■ Task requirements ■
If a line in the entries below contains "arched", copy it.

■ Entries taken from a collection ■
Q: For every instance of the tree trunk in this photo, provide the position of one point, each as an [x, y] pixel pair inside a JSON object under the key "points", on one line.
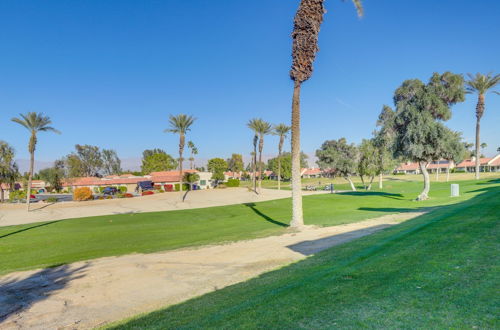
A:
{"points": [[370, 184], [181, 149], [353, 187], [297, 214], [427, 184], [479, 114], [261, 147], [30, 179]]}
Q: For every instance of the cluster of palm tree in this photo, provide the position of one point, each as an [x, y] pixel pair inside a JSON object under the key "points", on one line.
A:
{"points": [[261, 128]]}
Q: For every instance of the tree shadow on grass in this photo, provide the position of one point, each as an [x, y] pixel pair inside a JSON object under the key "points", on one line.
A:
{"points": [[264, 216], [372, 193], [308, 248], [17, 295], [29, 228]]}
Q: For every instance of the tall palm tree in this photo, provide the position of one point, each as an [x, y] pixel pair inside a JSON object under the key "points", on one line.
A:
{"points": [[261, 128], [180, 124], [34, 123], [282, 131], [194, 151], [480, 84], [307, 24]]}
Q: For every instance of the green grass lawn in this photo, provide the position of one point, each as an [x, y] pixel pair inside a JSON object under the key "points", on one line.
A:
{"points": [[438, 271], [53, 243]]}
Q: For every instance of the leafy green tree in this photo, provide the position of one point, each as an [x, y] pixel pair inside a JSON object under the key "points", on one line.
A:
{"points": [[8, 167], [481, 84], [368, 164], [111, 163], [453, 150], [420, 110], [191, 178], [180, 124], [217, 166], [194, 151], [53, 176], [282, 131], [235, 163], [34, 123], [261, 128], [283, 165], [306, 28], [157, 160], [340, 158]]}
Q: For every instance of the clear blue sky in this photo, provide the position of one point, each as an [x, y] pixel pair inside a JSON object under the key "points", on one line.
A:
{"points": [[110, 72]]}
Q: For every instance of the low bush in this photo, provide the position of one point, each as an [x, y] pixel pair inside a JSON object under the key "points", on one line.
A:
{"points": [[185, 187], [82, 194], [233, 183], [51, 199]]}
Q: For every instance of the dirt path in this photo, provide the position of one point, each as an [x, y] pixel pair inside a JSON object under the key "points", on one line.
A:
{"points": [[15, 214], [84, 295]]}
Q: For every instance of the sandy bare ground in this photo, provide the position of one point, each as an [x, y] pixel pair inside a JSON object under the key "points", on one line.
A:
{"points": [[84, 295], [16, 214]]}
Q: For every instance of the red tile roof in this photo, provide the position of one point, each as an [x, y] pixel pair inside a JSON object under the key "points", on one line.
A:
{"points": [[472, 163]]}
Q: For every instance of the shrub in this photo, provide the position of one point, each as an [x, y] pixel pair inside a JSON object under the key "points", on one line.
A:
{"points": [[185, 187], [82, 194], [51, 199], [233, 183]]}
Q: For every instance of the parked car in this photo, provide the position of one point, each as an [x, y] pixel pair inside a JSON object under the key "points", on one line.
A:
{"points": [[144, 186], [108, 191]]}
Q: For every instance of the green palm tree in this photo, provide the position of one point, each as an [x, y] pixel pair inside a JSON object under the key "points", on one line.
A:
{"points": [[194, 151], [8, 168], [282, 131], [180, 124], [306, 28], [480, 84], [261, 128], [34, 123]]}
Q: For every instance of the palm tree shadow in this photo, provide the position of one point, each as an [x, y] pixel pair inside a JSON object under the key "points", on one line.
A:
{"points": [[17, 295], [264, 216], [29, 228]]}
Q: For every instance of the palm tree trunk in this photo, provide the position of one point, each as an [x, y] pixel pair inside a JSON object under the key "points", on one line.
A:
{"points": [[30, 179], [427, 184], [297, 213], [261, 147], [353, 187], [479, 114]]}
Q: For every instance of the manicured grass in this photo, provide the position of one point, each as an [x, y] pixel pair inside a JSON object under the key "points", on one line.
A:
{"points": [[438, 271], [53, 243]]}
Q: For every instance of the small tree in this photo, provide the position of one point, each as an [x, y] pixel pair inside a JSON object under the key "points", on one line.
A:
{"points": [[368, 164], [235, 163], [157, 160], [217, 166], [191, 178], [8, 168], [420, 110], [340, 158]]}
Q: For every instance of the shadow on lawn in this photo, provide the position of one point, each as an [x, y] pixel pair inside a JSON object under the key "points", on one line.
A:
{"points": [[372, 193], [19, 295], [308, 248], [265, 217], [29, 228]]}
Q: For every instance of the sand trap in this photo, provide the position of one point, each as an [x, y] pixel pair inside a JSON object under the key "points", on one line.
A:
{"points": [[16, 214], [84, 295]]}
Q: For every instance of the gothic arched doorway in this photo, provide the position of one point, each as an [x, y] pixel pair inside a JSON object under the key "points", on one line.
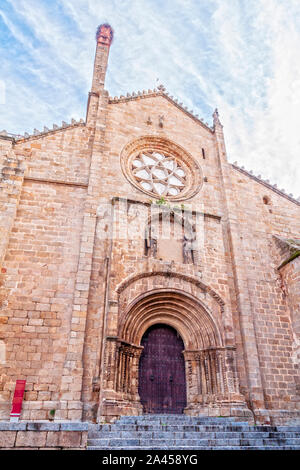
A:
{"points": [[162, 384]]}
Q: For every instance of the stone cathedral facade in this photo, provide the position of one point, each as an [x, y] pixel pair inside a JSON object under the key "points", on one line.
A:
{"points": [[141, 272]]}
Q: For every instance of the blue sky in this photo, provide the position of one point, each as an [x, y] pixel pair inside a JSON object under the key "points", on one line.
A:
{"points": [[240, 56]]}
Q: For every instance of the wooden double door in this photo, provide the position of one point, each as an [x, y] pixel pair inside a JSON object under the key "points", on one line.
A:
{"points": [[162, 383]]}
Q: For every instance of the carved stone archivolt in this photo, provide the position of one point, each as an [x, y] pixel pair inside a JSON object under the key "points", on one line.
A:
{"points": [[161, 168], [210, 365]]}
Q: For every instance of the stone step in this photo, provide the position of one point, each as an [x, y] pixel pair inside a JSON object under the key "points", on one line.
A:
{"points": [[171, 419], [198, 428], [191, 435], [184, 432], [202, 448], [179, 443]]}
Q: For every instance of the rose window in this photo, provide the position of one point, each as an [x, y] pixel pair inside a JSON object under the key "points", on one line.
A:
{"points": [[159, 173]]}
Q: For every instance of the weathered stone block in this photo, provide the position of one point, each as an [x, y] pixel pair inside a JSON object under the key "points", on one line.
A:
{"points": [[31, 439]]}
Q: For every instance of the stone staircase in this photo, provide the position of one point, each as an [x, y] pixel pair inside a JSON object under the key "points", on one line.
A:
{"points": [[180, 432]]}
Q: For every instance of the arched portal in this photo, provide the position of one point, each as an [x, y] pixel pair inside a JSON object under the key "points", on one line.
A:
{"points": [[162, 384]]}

■ Solution for this problem ■
Q: For every instance of the gothic arched doorway in this photo, provide the position of one point, each as an [x, y] pixel pair inside a JSON object under the key "points", on one line.
Q: For every instance of the arched portal in this photo, provide the position of one point, each as an [x, y] pixel pair inside a JSON object under the key "points", on one line.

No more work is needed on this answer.